* Task goal
Count the lines in the items below that contain the word "marking", and give only that number.

* Listed entries
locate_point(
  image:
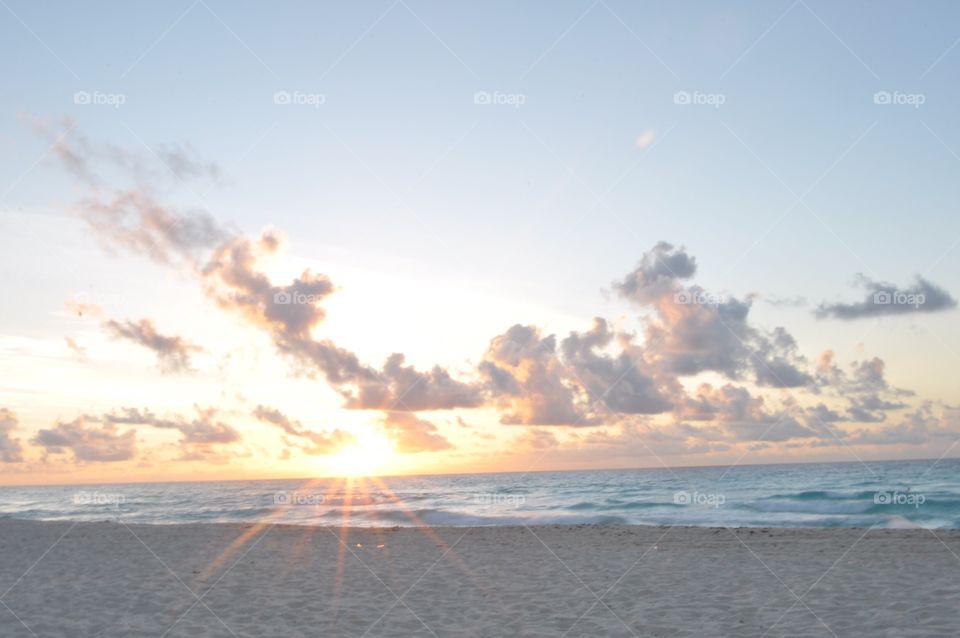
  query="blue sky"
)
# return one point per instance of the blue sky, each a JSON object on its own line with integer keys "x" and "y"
{"x": 793, "y": 185}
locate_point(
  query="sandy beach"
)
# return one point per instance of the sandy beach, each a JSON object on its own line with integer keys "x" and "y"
{"x": 111, "y": 579}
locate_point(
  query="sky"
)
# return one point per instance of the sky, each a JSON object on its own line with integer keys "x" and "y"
{"x": 249, "y": 240}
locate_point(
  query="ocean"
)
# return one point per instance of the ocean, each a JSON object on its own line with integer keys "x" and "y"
{"x": 892, "y": 494}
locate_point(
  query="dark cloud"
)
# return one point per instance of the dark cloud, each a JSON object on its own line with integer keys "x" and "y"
{"x": 10, "y": 449}
{"x": 132, "y": 220}
{"x": 657, "y": 273}
{"x": 529, "y": 383}
{"x": 84, "y": 159}
{"x": 173, "y": 353}
{"x": 885, "y": 299}
{"x": 318, "y": 442}
{"x": 88, "y": 443}
{"x": 412, "y": 434}
{"x": 622, "y": 382}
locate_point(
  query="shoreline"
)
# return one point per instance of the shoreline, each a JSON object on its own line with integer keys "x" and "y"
{"x": 113, "y": 579}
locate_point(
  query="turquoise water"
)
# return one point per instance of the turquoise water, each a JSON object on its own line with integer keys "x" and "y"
{"x": 897, "y": 494}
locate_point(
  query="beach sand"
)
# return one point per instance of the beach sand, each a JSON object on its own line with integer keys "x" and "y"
{"x": 110, "y": 579}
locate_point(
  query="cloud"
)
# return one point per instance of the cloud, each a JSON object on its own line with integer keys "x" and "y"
{"x": 10, "y": 449}
{"x": 742, "y": 416}
{"x": 656, "y": 273}
{"x": 319, "y": 442}
{"x": 646, "y": 138}
{"x": 78, "y": 156}
{"x": 203, "y": 430}
{"x": 538, "y": 439}
{"x": 173, "y": 353}
{"x": 529, "y": 383}
{"x": 79, "y": 351}
{"x": 88, "y": 443}
{"x": 919, "y": 427}
{"x": 885, "y": 299}
{"x": 622, "y": 382}
{"x": 132, "y": 220}
{"x": 413, "y": 434}
{"x": 693, "y": 330}
{"x": 289, "y": 314}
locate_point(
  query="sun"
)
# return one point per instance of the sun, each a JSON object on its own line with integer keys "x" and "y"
{"x": 371, "y": 455}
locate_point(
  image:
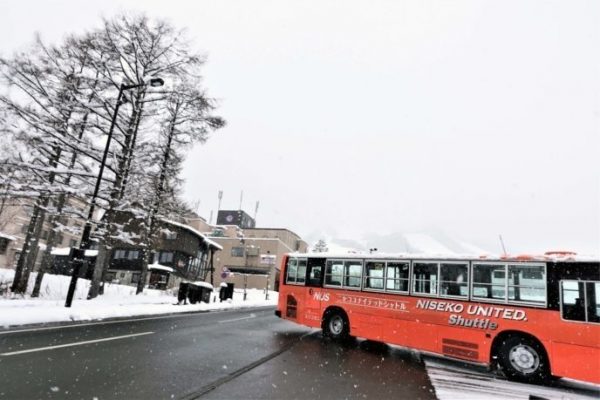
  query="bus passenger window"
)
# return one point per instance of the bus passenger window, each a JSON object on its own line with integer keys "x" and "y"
{"x": 593, "y": 301}
{"x": 292, "y": 268}
{"x": 314, "y": 278}
{"x": 374, "y": 275}
{"x": 334, "y": 273}
{"x": 454, "y": 279}
{"x": 352, "y": 273}
{"x": 527, "y": 283}
{"x": 301, "y": 277}
{"x": 489, "y": 281}
{"x": 397, "y": 277}
{"x": 425, "y": 278}
{"x": 572, "y": 296}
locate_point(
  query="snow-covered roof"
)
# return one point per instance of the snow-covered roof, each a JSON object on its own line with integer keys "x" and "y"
{"x": 65, "y": 251}
{"x": 195, "y": 232}
{"x": 7, "y": 236}
{"x": 61, "y": 251}
{"x": 160, "y": 267}
{"x": 202, "y": 284}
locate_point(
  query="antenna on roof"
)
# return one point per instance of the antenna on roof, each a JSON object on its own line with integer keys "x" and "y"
{"x": 502, "y": 243}
{"x": 220, "y": 198}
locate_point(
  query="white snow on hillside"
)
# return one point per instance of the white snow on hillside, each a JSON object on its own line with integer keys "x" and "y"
{"x": 408, "y": 243}
{"x": 422, "y": 243}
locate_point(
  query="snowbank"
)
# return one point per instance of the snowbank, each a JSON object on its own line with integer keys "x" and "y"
{"x": 118, "y": 301}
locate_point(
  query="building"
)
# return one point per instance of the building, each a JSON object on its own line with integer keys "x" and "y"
{"x": 15, "y": 215}
{"x": 238, "y": 218}
{"x": 250, "y": 256}
{"x": 180, "y": 253}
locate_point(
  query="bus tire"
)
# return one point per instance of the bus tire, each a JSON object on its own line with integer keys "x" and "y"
{"x": 523, "y": 359}
{"x": 336, "y": 325}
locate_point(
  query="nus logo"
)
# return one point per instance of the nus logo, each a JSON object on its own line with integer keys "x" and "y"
{"x": 319, "y": 296}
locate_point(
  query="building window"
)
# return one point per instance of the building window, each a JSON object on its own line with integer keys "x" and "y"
{"x": 237, "y": 252}
{"x": 119, "y": 254}
{"x": 166, "y": 256}
{"x": 170, "y": 235}
{"x": 3, "y": 245}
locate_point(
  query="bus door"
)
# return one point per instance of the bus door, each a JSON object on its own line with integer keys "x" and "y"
{"x": 315, "y": 271}
{"x": 576, "y": 347}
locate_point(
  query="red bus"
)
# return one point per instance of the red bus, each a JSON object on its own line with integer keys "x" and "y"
{"x": 530, "y": 317}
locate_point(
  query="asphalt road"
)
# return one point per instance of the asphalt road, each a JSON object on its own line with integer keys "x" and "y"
{"x": 244, "y": 354}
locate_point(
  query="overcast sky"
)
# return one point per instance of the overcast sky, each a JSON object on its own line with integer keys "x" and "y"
{"x": 348, "y": 118}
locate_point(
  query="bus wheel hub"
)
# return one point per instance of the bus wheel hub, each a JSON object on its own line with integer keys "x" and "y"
{"x": 524, "y": 359}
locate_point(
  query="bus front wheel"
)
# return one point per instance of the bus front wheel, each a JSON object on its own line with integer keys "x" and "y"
{"x": 336, "y": 325}
{"x": 523, "y": 359}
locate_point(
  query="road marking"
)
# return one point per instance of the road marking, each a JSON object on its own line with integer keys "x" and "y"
{"x": 199, "y": 392}
{"x": 74, "y": 344}
{"x": 238, "y": 319}
{"x": 120, "y": 321}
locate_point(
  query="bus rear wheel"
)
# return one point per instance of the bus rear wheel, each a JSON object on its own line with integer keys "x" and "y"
{"x": 336, "y": 325}
{"x": 524, "y": 360}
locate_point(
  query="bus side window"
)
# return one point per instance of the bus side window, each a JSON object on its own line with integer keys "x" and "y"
{"x": 593, "y": 301}
{"x": 314, "y": 275}
{"x": 573, "y": 305}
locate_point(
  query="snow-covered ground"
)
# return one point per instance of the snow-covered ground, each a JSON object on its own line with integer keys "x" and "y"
{"x": 117, "y": 301}
{"x": 454, "y": 382}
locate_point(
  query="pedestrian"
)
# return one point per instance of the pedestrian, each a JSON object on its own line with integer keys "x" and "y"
{"x": 182, "y": 293}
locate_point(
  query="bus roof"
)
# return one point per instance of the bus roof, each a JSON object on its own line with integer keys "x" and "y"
{"x": 549, "y": 256}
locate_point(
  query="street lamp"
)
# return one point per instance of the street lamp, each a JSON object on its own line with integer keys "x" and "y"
{"x": 77, "y": 255}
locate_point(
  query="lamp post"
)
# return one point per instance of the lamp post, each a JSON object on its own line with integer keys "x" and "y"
{"x": 77, "y": 255}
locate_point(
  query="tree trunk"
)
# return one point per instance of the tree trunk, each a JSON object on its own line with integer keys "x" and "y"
{"x": 99, "y": 271}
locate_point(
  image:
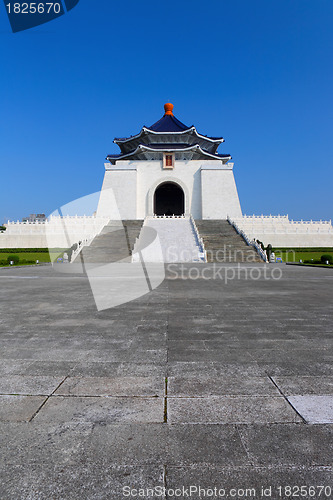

* Answer for the task
2